Short exercise: Retype the records word for word, everything from the line containing "the rocky shore?" down to the line containing "[231,105,887,364]", including both of those lines.
==== Data shown ====
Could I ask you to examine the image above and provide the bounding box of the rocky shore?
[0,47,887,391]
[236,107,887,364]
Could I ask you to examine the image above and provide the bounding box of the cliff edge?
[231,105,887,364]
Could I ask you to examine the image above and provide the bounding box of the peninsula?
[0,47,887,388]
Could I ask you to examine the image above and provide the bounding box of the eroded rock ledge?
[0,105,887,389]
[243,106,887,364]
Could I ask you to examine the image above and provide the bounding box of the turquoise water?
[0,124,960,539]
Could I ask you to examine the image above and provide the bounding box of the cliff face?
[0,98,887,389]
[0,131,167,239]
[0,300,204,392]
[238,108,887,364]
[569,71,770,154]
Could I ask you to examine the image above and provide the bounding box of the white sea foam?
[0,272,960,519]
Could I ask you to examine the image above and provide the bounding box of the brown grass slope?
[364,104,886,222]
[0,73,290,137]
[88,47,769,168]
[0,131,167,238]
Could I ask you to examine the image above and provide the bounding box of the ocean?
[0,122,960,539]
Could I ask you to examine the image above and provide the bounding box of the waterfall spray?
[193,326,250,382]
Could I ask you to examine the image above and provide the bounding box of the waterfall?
====
==== Data shown ====
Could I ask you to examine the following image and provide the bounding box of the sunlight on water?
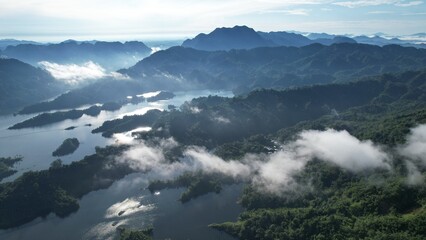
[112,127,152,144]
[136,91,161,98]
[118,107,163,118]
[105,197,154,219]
====
Written response:
Could I ask you to examine the image above and provide the bounding box of the rocky shore?
[0,47,887,391]
[236,107,887,364]
Could I ask you to examine the image above and provide the bounding box of the cliff edge?
[231,105,887,364]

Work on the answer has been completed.